--- Start Provided information ---

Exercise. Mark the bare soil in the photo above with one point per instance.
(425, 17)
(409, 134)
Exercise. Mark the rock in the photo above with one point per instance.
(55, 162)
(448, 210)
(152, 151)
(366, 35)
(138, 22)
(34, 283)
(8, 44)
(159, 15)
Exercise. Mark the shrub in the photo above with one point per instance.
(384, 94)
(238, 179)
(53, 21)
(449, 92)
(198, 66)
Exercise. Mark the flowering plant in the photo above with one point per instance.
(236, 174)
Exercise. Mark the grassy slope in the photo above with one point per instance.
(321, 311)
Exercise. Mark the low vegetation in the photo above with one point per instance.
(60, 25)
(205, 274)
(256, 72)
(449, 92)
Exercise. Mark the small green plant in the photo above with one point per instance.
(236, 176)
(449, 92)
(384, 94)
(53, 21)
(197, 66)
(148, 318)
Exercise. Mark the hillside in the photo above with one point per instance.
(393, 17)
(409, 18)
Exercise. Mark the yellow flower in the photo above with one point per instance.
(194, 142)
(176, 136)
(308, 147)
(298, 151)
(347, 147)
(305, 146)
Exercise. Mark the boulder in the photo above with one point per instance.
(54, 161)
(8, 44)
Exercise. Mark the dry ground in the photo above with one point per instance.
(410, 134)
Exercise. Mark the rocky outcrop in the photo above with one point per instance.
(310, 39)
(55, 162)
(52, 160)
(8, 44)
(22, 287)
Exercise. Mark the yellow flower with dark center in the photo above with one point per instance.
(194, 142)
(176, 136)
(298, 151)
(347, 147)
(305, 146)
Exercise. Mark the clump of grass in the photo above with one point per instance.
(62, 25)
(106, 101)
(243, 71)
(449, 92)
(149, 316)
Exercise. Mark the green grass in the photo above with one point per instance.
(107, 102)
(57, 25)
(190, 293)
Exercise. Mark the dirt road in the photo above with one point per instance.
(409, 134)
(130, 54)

--- End Provided information ---
--- Start Provided information ---

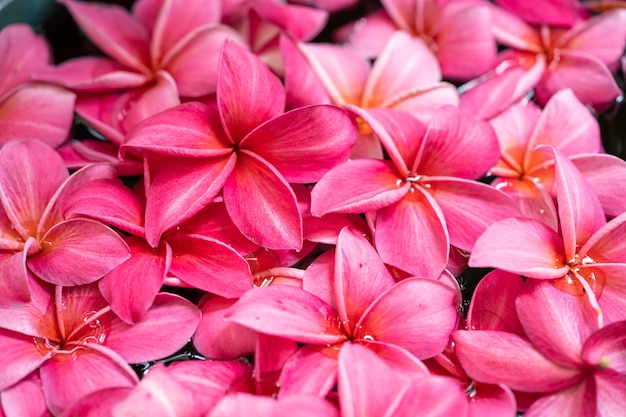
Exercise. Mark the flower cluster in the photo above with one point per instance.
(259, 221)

--- End Provided information ---

* Task goal:
Locate each line in the entries above that contains the word "green" and copy those lines out in full. Case matters.

* Solution for this problem:
Exercise. Mark the small green plant in the photo above with one point per instance.
Exercise. Mark the green grass in the photo above with one point per instance.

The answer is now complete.